# [Q] Windows 95-xp Emulator



## EricErK (Jun 8, 2011)

Windows 95-xp Emulator, is it possible, if so, how i want SOOOOO BADLY xDD
I Ask cuz i just saw on xda that the evo 3d has soemthing like that so i was wondering if we could on our bigger screened device, and i mean emulators, not those rdps


----------



## yarly (Jun 22, 2011)

qemu + wine + debian/ubuntu on the touchpad

Can be done, but don't expect it to work overly well (performance or user experience).

Someone on xda posted about it in the general android forums a while ago and they were using a touchpad. They showed solitaire working on it.


----------



## EricErK (Jun 8, 2011)

yarly said:


> qemu + wine + debian/ubuntu on the touchpad
> 
> Can be done, but don't expect it to work overly well (performance or user experience).
> 
> Someone on xda posted about it in the general android forums a while ago and they were using a touchpad. They showed solitaire working on it.


Yeah i'm not that smart xDD, i wish i was but, i'm not


----------



## yarly (Jun 22, 2011)

if you wanted to know more, i found it:

http://forum.xda-dev...d.php?t=1294617

You can use dosbox rather easy though with the touchpad. Dosbox is already in the android market. Still have to configure it for things though.


----------



## robreefer (Oct 19, 2011)

Wow, this is crazy! It would be awesome to run xp on android! I can't wait to get BSOD on my tablet! Seriously tho, it would be cool!


----------



## scrizz (Jun 21, 2011)

someone had qemu for webos booting win95/98 etc


----------



## EricErK (Jun 8, 2011)

yarly said:


> if you wanted to know more, i found it:
> 
> http://forum.xda-dev...d.php?t=1294617


i'll check it out, seems all going through webos i'll try dos box tho


----------



## yarly (Jun 22, 2011)

scrizz said:


> someone had qemu for webos booting win95/98 etc


Couldnt be the person i already linked









But anyways, you could pretty easily get dosbox for android and grab some old abandonware games or buy a few cheap from http://gog.com (the list that uses dosbox: http://www.gog.com/en/mix/games_using_dosbox)and swap out the x86 version of dosbox that they use for the android one (keeping most of the configuration the same).

I've tried games such as Elder Scrolls: Daggerfall with dosbox on android and it worked okay. You can get it for free, from here http://cdnstatic.bet...s/DFInstall.zip

I think the very first GTA game on PC was dos as well, so that should work on dosbox as well (also a free game now).

http://www.rockstarg.../classics/?id=1

http://androiddosbox.appspot.com/

http://code.google.com/p/adosbox/


----------



## EricErK (Jun 8, 2011)

Whoa thats alot, thanx man!


----------



## scrizz (Jun 21, 2011)

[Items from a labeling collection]
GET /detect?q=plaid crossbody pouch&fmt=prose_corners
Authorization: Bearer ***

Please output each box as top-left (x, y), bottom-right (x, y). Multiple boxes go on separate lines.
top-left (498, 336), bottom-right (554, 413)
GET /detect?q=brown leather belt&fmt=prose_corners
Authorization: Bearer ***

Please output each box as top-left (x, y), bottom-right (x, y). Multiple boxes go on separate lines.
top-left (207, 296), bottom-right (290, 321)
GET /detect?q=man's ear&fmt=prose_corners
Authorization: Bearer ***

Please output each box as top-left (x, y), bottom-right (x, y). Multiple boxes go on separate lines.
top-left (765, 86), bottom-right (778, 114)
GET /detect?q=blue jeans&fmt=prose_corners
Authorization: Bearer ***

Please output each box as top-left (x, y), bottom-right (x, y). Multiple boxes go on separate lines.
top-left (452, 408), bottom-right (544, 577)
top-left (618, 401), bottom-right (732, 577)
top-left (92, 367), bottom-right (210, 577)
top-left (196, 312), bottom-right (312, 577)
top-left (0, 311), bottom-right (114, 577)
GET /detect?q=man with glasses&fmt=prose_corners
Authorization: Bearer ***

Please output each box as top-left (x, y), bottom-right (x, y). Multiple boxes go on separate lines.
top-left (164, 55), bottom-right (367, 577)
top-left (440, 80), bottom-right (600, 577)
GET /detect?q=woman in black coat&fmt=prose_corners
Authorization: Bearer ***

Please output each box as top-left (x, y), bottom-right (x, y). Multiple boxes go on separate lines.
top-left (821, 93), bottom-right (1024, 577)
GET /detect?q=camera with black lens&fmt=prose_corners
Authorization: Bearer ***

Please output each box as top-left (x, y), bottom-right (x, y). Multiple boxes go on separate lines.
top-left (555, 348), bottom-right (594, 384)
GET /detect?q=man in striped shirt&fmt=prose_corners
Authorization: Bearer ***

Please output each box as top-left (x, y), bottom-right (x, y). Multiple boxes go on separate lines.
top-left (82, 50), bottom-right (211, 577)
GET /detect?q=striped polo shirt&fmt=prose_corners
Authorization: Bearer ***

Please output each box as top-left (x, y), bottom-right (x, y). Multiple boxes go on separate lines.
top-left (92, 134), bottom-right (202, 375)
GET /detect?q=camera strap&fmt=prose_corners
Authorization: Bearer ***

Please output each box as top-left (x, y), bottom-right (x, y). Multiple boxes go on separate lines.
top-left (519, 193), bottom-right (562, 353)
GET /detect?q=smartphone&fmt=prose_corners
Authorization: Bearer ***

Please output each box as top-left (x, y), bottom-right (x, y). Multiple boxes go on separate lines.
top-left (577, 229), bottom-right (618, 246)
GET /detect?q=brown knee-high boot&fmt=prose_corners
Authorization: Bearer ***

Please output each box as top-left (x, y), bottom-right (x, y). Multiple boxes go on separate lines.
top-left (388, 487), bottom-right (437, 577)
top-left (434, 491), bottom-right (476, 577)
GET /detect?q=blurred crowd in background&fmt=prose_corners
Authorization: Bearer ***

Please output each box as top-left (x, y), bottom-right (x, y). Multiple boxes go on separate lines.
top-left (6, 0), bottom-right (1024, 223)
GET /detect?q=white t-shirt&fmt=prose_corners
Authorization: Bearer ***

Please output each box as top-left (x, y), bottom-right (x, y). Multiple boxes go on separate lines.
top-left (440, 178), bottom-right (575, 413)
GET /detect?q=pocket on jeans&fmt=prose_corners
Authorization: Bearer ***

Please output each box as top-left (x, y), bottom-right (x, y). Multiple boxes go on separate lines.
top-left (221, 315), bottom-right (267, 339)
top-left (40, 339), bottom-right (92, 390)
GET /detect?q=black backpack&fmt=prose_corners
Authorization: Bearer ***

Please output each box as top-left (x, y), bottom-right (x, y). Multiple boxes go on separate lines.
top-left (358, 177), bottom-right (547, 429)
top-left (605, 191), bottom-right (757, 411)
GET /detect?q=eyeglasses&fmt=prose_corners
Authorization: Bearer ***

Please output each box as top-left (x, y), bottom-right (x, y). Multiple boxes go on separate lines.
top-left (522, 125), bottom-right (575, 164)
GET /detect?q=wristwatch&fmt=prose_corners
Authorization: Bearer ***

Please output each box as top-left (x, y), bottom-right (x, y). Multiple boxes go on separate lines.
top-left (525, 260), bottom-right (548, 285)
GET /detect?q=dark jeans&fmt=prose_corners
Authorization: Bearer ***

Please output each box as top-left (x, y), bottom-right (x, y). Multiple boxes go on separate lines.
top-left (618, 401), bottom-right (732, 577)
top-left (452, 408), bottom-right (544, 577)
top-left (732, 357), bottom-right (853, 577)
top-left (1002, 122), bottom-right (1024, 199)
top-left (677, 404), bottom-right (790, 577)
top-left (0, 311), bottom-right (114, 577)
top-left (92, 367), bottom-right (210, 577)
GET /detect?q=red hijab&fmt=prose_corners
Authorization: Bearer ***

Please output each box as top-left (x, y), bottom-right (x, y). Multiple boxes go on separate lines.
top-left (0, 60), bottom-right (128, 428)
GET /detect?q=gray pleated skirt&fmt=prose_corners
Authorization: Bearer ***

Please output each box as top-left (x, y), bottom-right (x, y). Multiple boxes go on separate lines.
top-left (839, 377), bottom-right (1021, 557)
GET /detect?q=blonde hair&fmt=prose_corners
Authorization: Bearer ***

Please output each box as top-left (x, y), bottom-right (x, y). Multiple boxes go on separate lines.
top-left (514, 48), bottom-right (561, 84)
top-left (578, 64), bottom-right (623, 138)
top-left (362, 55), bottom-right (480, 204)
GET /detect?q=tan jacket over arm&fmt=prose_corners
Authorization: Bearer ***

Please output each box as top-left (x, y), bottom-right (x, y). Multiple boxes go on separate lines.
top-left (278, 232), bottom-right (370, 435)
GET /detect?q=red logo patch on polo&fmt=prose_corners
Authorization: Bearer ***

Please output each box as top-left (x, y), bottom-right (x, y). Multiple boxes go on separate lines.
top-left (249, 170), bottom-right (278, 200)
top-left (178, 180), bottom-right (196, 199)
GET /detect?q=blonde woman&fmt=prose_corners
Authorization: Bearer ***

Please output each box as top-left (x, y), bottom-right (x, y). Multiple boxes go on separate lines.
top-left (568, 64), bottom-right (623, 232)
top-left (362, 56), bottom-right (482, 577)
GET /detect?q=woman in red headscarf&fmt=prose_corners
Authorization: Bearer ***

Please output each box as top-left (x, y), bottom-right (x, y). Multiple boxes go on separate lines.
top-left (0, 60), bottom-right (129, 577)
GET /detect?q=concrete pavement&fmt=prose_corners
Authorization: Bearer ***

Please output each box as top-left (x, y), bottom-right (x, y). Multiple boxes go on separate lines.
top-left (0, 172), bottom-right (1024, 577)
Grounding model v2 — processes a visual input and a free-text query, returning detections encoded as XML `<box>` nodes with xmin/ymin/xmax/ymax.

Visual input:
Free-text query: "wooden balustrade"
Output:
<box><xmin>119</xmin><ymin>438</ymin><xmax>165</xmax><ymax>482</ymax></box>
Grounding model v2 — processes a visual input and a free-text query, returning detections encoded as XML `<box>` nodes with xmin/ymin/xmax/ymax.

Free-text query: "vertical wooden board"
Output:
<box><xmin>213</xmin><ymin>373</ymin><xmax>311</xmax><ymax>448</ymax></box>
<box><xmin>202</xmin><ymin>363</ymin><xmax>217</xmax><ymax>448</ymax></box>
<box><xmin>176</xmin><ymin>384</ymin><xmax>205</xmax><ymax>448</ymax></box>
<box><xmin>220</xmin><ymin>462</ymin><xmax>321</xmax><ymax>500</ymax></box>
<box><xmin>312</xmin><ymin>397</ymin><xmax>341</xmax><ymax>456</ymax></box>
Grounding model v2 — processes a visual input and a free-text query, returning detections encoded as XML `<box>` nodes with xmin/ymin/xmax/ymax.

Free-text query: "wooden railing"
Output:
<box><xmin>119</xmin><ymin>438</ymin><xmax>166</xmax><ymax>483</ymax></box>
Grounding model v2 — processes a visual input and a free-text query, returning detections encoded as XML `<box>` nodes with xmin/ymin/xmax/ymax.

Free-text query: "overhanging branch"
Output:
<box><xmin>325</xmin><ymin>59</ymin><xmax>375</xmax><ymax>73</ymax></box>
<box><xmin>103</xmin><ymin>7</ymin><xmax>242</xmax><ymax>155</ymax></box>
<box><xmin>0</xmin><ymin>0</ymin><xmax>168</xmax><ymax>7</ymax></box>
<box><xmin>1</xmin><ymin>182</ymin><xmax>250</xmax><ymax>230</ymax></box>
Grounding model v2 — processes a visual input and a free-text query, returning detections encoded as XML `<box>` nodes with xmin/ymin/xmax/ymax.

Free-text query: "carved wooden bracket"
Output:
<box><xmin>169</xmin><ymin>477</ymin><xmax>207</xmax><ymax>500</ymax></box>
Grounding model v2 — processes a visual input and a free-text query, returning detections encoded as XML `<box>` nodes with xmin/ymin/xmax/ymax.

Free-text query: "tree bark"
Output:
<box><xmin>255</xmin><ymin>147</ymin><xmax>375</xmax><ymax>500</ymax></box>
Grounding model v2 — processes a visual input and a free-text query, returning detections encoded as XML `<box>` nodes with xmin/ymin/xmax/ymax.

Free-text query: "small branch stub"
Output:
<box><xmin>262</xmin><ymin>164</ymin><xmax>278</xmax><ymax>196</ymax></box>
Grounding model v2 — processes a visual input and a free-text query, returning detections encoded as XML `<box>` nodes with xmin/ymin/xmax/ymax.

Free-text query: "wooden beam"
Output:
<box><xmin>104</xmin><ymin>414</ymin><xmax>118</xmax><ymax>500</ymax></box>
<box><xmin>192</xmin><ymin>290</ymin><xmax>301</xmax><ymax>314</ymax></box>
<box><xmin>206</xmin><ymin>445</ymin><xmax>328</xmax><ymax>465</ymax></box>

• _TASKS AND EXERCISES_
1 > In the forum thread about Windows emulation on a tablet, what game did the xda poster show working on a touchpad?
2 > Copy the stretch of the Windows emulator thread from "http://www.rockstarg.../classics/?id=1" through "alot, thanx man!".
3 > Write what comes next in the Windows emulator forum thread, picking up after its final line.

• _IN RESPONSE_
1 > Solitaire

2 >
http://www.rockstarg.../classics/?id=1

http://androiddosbox.appspot.com/

http://code.google.com/p/adosbox/


----------



## EricErK (Jun 8, 2011)

Whoa thats alot, thanx man!

3 >
I actually have the original floppies for Mortal Kombat.
YES Floppies.

I wonder how many young'n know what a Floppy is and that without googling it.


----------



## yarly (Jun 22, 2011)

Floppies aren't that old.

I'm in my mid 20s and used them (3.5" and 5.25"). I had xwing, tie fighter, oregon trail and some others on floppy. Granted it was towards the end of their life and cd roms were replacing them. My dad had an old pc that used 5.25" floppies, but I never used them that much other than oregon trail.

Not everyone on this forum is in high school


----------



## EricErK (Jun 8, 2011)

scrizz said:


> I actually have the original floppies for Mortal Kombat.
> YES Floppies.
> 
> I wonder how many young'n know what a Floppy is and that without googling it.


Lol i'm in college and i know what floppy's are, i have in my possession some 15 inchers xDD


----------



## scrizz (Jun 21, 2011)

lol why do u people assume I'm old.
I'm only 24 sheesh LOL.

I was mostly refering to the ones that don't know what a tape is etc...

I even have an 8-track player/recorder
xD


----------



## EricErK (Jun 8, 2011)

scrizz said:


> lol why do u people assume I'm old.
> I'm only 24 sheesh LOL.
> 
> I was mostly refering to the ones that don't know what a tape is etc...
> ...


I just turned 19


----------



## yarly (Jun 22, 2011)

scrizz said:


> lol why do u people assume I'm old.


We swore you were going to tell some kids to get off your lawn and then steal their ball


----------



## EricErK (Jun 8, 2011)

yarly said:


> We swore you were going to tell some kids to get off your lawn and then steal their ball


Thats just called winning xDD


----------



## xartle (Dec 3, 2011)

Oddly enough, this was just posted on the main page...

http://rootzwiki.com/_/articles/how-to-boot-windows-9598xplinux-on-android-r365

Made to order.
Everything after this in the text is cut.